> [YOUR ASSIGNMENT]: Print each record exactly, with no word added or removed.
◆ ◆ ◆ ◆ ◆ ◆ ◆
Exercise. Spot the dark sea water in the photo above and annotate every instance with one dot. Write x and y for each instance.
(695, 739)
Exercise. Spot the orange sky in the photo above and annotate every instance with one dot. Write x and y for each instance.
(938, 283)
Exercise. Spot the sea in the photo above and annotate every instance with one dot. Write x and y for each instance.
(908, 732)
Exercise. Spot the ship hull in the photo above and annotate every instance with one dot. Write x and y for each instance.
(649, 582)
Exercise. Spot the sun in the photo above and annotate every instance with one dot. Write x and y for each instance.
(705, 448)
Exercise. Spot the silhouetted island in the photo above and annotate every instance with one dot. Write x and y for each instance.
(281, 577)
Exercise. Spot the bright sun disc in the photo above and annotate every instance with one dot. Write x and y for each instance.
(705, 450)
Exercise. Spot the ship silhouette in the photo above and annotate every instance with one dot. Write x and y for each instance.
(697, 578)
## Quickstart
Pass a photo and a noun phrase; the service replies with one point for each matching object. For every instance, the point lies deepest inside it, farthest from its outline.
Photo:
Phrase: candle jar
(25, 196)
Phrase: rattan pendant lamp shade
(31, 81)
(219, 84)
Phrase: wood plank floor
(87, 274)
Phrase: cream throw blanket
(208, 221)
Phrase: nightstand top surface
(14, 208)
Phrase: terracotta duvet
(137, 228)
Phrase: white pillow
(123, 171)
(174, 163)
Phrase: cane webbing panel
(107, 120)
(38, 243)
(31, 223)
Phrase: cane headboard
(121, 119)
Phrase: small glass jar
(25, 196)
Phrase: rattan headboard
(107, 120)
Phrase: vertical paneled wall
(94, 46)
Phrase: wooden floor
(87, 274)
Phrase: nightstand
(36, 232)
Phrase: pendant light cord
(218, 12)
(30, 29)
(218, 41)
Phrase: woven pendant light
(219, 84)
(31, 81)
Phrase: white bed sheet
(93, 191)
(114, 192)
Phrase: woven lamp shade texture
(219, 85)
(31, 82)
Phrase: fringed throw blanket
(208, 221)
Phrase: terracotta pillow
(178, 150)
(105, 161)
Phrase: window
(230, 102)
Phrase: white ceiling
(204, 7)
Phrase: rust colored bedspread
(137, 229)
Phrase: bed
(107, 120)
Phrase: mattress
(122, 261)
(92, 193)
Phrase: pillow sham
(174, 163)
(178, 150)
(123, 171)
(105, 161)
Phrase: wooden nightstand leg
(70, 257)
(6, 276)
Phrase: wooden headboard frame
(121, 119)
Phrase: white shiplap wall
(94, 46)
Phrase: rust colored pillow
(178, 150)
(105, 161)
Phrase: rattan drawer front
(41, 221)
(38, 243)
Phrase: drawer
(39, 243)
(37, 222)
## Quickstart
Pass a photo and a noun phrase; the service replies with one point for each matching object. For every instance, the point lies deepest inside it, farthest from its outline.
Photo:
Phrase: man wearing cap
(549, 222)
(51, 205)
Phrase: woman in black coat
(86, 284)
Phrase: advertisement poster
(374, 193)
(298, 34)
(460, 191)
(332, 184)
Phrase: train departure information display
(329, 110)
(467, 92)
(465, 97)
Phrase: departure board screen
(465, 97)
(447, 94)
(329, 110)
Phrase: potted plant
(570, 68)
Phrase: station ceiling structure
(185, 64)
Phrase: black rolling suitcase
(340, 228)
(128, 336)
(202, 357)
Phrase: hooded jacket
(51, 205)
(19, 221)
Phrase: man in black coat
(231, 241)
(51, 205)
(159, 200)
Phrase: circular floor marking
◆ ◆ ◆ ◆ ◆ ◆ ◆
> [ANSWER FOR THIS EXERCISE]:
Exercise. Spot the dark sea water in the photo above and annotate every instance with one dot. Write x and y for each instance.
(695, 739)
Exercise. Spot the orange sky in the photo above and annotate every instance with one dot. Write x and y for each instance.
(938, 283)
Exercise. Spot the sea in the photo above and annotate every instance with one dot. Write x and y for each instance.
(908, 732)
Exercise. Spot the ship hull in the photo above and annotate every instance with one dot. Write x and y for each instance.
(649, 582)
Exercise. Spot the sun in the photo above and annotate every instance with one dot. Write x and y for each instance.
(705, 448)
Exercise. Spot the silhouetted island in the photo above and annotate every instance with one dot. Write x and y for each instance.
(281, 577)
Exercise. Spot the bright sun disc in the photo above and annotate every instance with one dot. Write x and y for each instance.
(705, 450)
Exercise. Spot the ship silhouette in the photo above and annotate every instance with one dot. Write x and y for each instance.
(697, 578)
## Quickstart
Pass a photo and a noun phrase; the service replies with one point for each matching object. For every instance, the point lies deepest inside it, farthest from its outline.
Photo:
Phrase: candle jar
(25, 196)
Phrase: rattan pendant lamp shade
(31, 81)
(219, 84)
Phrase: wood plank floor
(87, 274)
Phrase: cream throw blanket
(208, 221)
Phrase: nightstand top surface
(14, 208)
Phrase: terracotta duvet
(137, 228)
Phrase: white pillow
(123, 171)
(174, 163)
Phrase: cane webbing panel
(107, 120)
(38, 243)
(31, 223)
Phrase: cane headboard
(121, 119)
Phrase: small glass jar
(25, 196)
Phrase: rattan headboard
(107, 120)
Phrase: vertical paneled wall
(94, 46)
Phrase: wooden floor
(87, 274)
Phrase: nightstand
(36, 232)
Phrase: pendant light cord
(218, 12)
(30, 29)
(218, 41)
Phrase: woven pendant light
(219, 84)
(31, 81)
Phrase: white bed sheet
(93, 191)
(114, 192)
Phrase: woven lamp shade texture
(219, 85)
(31, 82)
Phrase: fringed throw blanket
(208, 221)
Phrase: terracotta pillow
(178, 150)
(105, 161)
Phrase: window
(230, 102)
Phrase: white ceiling
(204, 7)
Phrase: rust colored bedspread
(137, 229)
Phrase: bed
(107, 120)
Phrase: mattress
(122, 261)
(92, 193)
Phrase: pillow sham
(174, 163)
(178, 150)
(123, 171)
(105, 161)
Phrase: wooden nightstand leg
(70, 257)
(6, 276)
Phrase: wooden headboard frame
(121, 119)
Phrase: white shiplap wall
(94, 46)
Phrase: rust colored pillow
(178, 150)
(105, 161)
Phrase: rattan drawer front
(41, 221)
(38, 243)
Phrase: drawer
(39, 243)
(37, 222)
## Quickstart
Pass a photo and a noun phrase; the service replies with one point for each matching object. For every instance, the point lies deepest inside it, farthest from its outline.
Photo:
Phrase: man wearing cap
(549, 222)
(51, 205)
Phrase: woman in black coat
(86, 284)
Phrase: advertisement poster
(374, 193)
(298, 34)
(460, 191)
(332, 184)
Phrase: train departure information display
(329, 110)
(467, 92)
(465, 97)
Phrase: departure board screen
(465, 97)
(447, 94)
(329, 110)
Phrase: potted plant
(570, 68)
Phrase: station ceiling structure
(185, 64)
Phrase: black rolling suitcase
(340, 228)
(128, 336)
(202, 357)
Phrase: hooded jacket
(51, 205)
(19, 221)
Phrase: man in black coat
(231, 241)
(51, 205)
(159, 200)
Phrase: circular floor marking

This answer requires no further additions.